[Dataset entries]
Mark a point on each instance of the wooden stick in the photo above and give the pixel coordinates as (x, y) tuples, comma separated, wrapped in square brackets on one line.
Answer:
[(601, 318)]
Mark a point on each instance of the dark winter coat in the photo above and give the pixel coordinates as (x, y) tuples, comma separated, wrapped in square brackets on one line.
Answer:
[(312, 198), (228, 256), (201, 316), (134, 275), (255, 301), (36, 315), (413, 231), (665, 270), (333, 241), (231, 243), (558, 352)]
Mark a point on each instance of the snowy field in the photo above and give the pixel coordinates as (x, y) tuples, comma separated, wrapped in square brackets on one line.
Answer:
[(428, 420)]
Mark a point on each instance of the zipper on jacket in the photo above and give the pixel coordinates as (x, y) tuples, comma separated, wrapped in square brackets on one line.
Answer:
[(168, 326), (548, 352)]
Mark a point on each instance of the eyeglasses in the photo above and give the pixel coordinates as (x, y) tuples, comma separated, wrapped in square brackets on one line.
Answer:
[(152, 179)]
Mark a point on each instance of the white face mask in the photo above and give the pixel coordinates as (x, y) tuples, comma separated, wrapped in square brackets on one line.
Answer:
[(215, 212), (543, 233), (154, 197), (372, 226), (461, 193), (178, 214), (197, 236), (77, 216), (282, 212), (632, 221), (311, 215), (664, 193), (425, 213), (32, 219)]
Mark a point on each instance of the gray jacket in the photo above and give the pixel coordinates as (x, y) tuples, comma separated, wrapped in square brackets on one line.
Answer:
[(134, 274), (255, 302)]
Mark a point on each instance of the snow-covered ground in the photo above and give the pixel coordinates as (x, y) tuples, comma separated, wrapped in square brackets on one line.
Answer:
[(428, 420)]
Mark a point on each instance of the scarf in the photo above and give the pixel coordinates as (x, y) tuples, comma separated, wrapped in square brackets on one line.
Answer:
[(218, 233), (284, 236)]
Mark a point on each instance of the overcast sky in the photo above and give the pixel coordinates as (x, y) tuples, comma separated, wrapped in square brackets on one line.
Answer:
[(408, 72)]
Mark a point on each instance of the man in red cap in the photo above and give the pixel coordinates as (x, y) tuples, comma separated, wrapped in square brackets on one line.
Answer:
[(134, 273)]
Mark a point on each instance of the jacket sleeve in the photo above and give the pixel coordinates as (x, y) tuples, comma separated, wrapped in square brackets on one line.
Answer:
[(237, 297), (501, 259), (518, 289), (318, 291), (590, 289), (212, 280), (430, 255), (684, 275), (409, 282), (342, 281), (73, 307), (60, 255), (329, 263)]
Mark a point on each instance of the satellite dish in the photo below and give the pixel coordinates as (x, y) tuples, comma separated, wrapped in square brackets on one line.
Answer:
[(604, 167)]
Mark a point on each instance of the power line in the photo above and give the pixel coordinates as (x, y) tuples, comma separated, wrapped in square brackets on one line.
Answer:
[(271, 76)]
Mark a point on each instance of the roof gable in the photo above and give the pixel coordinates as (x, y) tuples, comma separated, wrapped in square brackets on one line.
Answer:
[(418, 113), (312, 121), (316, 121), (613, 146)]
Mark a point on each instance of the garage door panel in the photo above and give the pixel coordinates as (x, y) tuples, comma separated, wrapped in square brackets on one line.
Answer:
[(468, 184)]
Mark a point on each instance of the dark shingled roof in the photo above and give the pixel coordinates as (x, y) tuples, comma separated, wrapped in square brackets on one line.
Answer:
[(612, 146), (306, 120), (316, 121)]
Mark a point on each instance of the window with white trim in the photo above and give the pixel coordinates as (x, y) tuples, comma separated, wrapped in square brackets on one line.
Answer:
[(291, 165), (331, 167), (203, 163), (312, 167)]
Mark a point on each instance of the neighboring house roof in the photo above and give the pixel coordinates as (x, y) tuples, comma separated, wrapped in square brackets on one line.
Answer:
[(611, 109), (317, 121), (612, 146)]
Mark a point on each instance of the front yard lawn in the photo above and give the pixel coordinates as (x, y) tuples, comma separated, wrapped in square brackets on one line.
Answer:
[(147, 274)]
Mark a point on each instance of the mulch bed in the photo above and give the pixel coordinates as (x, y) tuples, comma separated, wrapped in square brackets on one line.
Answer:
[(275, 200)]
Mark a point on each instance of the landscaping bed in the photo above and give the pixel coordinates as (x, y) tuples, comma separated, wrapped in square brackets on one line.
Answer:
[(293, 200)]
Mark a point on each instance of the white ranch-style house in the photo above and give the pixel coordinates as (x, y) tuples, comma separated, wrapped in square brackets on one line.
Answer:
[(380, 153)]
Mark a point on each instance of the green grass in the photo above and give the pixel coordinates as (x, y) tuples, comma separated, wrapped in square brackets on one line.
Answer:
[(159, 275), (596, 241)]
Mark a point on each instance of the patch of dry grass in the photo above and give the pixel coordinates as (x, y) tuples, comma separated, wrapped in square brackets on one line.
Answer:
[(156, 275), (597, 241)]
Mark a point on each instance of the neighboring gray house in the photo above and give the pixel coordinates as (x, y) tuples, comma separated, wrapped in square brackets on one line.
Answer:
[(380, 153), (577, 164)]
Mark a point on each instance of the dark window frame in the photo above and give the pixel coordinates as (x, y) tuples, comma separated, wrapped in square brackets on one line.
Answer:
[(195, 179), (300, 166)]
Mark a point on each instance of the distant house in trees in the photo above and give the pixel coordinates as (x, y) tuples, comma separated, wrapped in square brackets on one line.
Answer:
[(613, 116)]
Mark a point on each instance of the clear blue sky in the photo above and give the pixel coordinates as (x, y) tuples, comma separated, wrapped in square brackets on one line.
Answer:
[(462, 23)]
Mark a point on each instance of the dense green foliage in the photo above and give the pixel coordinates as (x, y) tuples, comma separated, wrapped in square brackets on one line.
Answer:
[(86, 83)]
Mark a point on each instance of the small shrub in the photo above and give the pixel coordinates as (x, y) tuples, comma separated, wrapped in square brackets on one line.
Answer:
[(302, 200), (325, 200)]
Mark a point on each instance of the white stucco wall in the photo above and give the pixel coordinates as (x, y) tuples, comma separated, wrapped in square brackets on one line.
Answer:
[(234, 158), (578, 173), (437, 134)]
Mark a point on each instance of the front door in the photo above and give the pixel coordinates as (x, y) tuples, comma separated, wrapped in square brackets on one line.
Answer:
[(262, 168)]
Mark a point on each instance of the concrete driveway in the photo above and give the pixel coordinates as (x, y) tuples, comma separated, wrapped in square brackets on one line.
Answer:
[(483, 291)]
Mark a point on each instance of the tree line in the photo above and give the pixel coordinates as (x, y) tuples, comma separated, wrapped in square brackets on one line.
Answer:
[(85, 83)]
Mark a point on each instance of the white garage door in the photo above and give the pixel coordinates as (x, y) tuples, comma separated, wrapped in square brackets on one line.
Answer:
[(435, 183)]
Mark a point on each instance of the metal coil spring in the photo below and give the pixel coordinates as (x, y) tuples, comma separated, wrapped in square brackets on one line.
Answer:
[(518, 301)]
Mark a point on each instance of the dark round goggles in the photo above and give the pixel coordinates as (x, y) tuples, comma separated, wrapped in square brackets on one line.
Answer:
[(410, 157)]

Work instruction
Exactly the lines from the start of the entries through the one bearing "Mark a point on each instance of the white face" are to be output, with both ends included.

Your solution
Mark a point on each instance of the wooden stick in the photo above and give the pixel coordinates as (x, y) tuples, comma separated, wrapped in square brackets on one line.
Answer:
[(601, 318)]
Mark a point on each instance of the dark winter coat in the photo above and give the pixel coordinates as (x, y) tuples, comma separated, wrapped in square brackets on one line.
Answer:
[(312, 198), (228, 256), (201, 316), (134, 275), (255, 301), (36, 315), (413, 231), (665, 270), (333, 241), (231, 243), (558, 352)]
Mark a point on each instance of the snowy field in the photo above and give the pixel coordinates as (x, y) tuples, comma separated, wrapped in square brackets on one line.
Answer:
[(428, 420)]
Mark a point on each instance of the zipper on jacket in the photo above and give the pixel coordinates as (x, y) tuples, comma separated, wrapped in square brackets on one line.
Answer:
[(168, 326), (548, 352)]
Mark a point on each instance of the eyeglasses in the photo above and give the pixel coordinates as (x, y) tuples, comma separated, wrapped in square brackets on one line.
Answer:
[(152, 179)]
Mark a point on each instance of the white face mask in the photo above and give the pixel coordinates as (x, y) tuples, comma separated, wrapped in square brackets on one line.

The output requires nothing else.